◆ TEXT SECTION
-.-.-
To abandon testing of automated driving technology or to mothball the airlines' years-old computer systems would be an overreaction. The Delta event is almost certainly an aberration. The autonomous vehicle crash may typify the sobering, sometimes fatal consequences of still-imperfect technology on the cutting edge of human understanding. But these system failures do raise a timely question: Is technology already at the limits of human comprehension? 

Complexity scientist and author Samuel Arbesman thinks so. He has been writing about our “overcomplicated” technology at Aeon, Wired and Nautilus, among others, for years. Mr. Arbesman’s latest book, “Overcomplicated: Technology at the Limits of Comprehension” (Current, 2016), argues that technology is already too complex for the experts. He suggests, however, that by “peeking underneath the hood of technology,” users can inoculate themselves against the unhealthy perspectives bred by human uncertainty about machines. Below is an edited transcript of RealClearBooks’ conversation with Samuel Arbesman.
-.-.-
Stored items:
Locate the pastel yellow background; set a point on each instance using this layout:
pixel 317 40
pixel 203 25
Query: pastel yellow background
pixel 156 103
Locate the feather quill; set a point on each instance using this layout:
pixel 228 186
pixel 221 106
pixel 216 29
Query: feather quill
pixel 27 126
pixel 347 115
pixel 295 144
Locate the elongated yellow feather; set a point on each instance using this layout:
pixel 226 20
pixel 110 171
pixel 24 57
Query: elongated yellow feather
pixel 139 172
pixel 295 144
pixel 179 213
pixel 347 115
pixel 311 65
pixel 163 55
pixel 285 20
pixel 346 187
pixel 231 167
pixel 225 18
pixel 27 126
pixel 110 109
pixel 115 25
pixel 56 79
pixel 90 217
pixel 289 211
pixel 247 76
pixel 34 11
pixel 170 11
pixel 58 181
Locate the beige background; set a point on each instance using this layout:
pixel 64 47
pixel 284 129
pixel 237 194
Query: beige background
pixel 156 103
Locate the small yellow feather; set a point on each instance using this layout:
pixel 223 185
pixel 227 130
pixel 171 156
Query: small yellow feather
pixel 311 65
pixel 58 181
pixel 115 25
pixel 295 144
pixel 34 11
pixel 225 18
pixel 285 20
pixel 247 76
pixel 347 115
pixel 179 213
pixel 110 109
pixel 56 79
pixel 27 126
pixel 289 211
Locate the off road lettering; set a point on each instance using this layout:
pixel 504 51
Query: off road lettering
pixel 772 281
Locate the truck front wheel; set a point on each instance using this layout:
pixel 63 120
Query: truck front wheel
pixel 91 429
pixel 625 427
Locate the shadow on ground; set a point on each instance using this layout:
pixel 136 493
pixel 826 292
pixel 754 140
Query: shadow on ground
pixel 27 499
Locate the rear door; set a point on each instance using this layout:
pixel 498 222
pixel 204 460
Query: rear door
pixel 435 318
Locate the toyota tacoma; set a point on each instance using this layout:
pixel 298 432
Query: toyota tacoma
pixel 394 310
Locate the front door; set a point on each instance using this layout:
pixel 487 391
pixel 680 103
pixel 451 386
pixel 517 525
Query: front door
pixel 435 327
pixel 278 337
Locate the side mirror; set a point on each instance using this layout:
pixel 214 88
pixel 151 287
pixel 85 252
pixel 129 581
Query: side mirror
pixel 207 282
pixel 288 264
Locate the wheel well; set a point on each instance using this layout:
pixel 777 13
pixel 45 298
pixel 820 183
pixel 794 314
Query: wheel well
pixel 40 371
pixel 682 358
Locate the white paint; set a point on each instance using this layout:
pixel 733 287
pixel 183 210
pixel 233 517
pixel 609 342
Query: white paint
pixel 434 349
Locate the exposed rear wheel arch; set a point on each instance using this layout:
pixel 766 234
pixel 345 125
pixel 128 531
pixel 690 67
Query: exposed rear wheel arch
-.-.-
◆ EXERCISE PROMPT
Do these statements agree with the text on overcomplicated technology? Answer each with yes or no and quote the words of the text that decide it.
1. Arbesman's latest book was published by Current in 2016.
2. Abandoning testing of automated driving technology would be a fitting response to the failures.
3. Arbesman holds that technology has not yet moved beyond what experts can understand.
Rely only on the text, not the items.

◆ SOLUTION TO THIS TASK
1. Yes: "(Current, 2016)"
2. No: "To abandon testing of automated driving technology or to mothball the airlines' years-old computer systems would be an overreaction."
3. No: "argues that technology is already too complex for the experts."